Omit the pictures from the listing below and print every remaining entry verbatim.

----- MATERIAL TO PROCESS

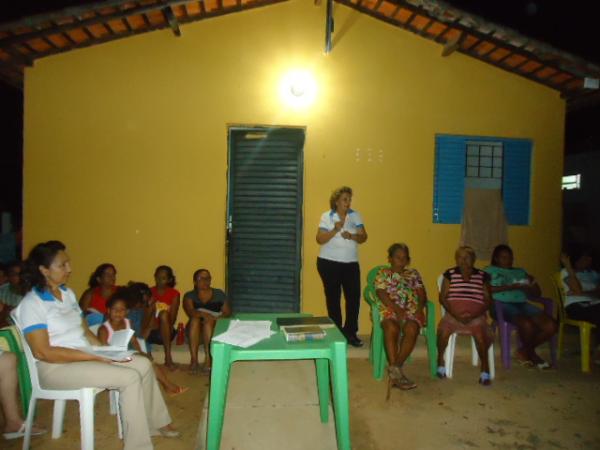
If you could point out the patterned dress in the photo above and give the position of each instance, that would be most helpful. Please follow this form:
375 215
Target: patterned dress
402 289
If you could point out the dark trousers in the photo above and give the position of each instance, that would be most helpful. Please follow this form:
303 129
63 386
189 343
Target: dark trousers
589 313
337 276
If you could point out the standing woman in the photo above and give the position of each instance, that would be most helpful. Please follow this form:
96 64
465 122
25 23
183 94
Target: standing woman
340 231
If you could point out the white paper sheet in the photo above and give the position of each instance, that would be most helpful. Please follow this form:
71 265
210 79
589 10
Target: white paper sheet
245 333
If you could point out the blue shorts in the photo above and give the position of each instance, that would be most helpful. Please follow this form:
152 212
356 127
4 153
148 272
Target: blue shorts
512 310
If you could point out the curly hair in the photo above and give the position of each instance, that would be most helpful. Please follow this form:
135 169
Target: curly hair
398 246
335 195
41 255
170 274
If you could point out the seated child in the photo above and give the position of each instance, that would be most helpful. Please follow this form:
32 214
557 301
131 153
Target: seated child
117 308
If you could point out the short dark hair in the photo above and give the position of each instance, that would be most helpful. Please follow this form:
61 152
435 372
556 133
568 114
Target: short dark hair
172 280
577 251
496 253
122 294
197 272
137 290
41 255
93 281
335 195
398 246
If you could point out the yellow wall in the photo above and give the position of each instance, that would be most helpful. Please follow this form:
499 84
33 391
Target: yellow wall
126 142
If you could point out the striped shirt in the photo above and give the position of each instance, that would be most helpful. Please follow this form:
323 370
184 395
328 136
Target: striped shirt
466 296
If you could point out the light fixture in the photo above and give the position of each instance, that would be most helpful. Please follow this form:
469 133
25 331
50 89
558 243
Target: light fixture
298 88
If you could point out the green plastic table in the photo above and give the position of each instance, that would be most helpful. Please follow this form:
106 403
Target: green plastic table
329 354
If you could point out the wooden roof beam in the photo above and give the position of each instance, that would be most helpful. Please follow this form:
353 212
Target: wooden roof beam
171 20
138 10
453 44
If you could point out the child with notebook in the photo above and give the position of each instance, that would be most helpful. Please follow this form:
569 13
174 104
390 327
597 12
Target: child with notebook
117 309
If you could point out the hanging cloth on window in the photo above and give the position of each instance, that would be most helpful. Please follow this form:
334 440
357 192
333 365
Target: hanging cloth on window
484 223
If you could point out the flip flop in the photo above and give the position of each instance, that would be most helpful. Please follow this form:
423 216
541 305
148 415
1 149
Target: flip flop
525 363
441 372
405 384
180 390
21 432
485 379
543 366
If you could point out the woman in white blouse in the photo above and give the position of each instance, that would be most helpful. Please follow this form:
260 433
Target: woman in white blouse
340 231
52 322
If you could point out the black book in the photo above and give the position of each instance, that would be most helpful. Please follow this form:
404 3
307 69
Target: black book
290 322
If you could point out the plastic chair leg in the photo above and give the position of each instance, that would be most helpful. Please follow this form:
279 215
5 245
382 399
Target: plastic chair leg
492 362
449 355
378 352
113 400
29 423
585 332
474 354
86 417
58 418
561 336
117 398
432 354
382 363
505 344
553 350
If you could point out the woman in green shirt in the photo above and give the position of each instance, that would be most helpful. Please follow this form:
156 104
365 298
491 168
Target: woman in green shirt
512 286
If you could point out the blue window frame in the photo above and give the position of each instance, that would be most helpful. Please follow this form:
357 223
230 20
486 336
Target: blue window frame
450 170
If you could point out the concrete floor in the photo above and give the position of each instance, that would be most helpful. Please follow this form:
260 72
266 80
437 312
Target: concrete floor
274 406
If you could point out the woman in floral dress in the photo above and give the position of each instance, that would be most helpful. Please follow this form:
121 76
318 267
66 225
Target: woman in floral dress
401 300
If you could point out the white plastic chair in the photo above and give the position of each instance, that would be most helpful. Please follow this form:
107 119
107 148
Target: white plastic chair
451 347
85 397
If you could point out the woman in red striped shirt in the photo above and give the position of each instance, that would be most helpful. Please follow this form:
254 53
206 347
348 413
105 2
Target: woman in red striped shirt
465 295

----------

> **REPLY TO THE EXERCISE**
If you could point out the patterned dress in the photo above and give the position of each instance, that would be most helpful. Please follow this form:
375 215
Target: patterned dress
402 289
If you could point out the dark trousers in the photo above and give the position of each instance, that would be most helpful. Please follow this form:
303 129
63 386
189 343
Target: dark trousers
589 313
337 276
If you could point out the standing woman in the photo above and give the position of each instance, that would be most helpful. Please follow this form:
96 64
465 122
25 23
183 94
Target: standing woman
340 231
If you could point out the white paper sheet in the photo above and give the position of each instance, that would be most helpful. Please follow this form:
71 265
210 79
589 10
Target: white paper sheet
245 333
If you could point out the blue shorts in the photo above and give the position of each instance, that would be most helpful. Please follow this form:
152 212
356 127
4 153
148 272
Target: blue shorts
512 310
If you could point out the curly hair in the photo above and give the position of each instance, that would be most helpful. Please follow this form:
135 169
Target: curly hair
398 246
335 195
41 255
170 274
If you could point out the seated child in the photo above and give the position of each instance, that would be most helpful. Please follow this form:
32 214
557 301
131 153
Target: seated child
117 308
If you could point out the short dark hair in the photo above and give the position of each instance, that would be most helpful. Please follow this form:
61 152
435 372
556 133
568 114
Target: short dark hair
172 280
577 251
496 253
122 294
197 272
137 290
41 255
93 281
335 195
398 246
If you could point out the yellow wall in the photo above and give the position of each instance, that would be most helpful. Please follow this form:
499 84
33 391
Target: yellow wall
126 142
If you could point out the striped shirt in the photo above and give the position of each instance, that would be most helpful. Please follow this form:
323 370
184 395
328 136
Target: striped shirt
466 296
If you could point out the light fixture in the photo above and give the position of each instance, that would be most helpful. Please follow this form:
469 133
25 331
50 89
558 243
Target: light fixture
298 88
If you could point out the green plastic table in the photo above and give the position of each instance, that would be most helpful. Please follow this form:
106 403
Target: green plastic table
329 354
If you could point out the wooden roof beam in the photo above and give the position of each instance, that would be most helpful. Please follow this form:
353 212
Target: wooden roof beam
171 20
138 10
453 44
If you could point out the child with notebook in the photo above and give the position of each instance, that would be most helpful. Please follow this form:
569 13
174 104
390 327
597 12
Target: child with notebook
117 309
If you could point out the hanging cloth on window in the photo above and give the position of each instance, that would be most helpful. Please follow this form:
334 440
357 192
333 365
Target: hanging cloth on window
484 223
If you could point out the flip flop in the photo above and give the position of each instance, that would be most helpful. Please follow this form:
423 216
541 305
148 415
1 149
Target: flip flop
525 363
441 372
405 384
180 390
21 432
485 379
543 366
If you could point out the woman in white blouse in the photo above and give the position of each instance, that would be most helpful. Please follow this form:
260 433
Target: woman in white blouse
340 231
52 322
If you could point out the black book in the photo above and give the position of each instance, that would be most helpful. Please follow this form:
404 3
307 69
Target: black book
290 322
If you could point out the plastic chair leg in the photo above and give the position of each instance, that would be most helpful. Please follow this form:
279 215
5 245
382 399
Target: plastic chair leg
492 362
449 355
378 352
113 400
29 423
585 332
474 354
86 417
58 418
561 336
117 398
432 354
382 363
505 344
553 350
If you could point out the woman in green shirt in the photo above and give the position of each instance, that would be most helpful. Please follow this form:
156 104
365 298
491 168
Target: woman in green shirt
512 286
If you could point out the blue window frame in the photo above and give the position of each instance, that would be most helpful. Please follow this form:
357 223
230 20
486 336
Target: blue window frame
450 170
If you could point out the concrete floor in the photo above and give the position of each instance, that would be most helpful. Please follow this form:
260 72
266 80
437 312
Target: concrete floor
274 406
If you could point out the woman in floral dress in the photo above and give the position of each instance, that would be most helpful. Please follow this form:
121 76
318 267
66 225
Target: woman in floral dress
401 300
If you could point out the white plastic chair in the photo above and give the position of each instance, that would be most helpful. Please follow this form:
107 119
107 148
Target: white plastic chair
451 347
85 397
If you could point out the woman in red striped shirt in the photo above and give the position of each instance, that would be most helpful. Please follow this form:
254 53
206 347
348 413
105 2
Target: woman in red striped shirt
465 295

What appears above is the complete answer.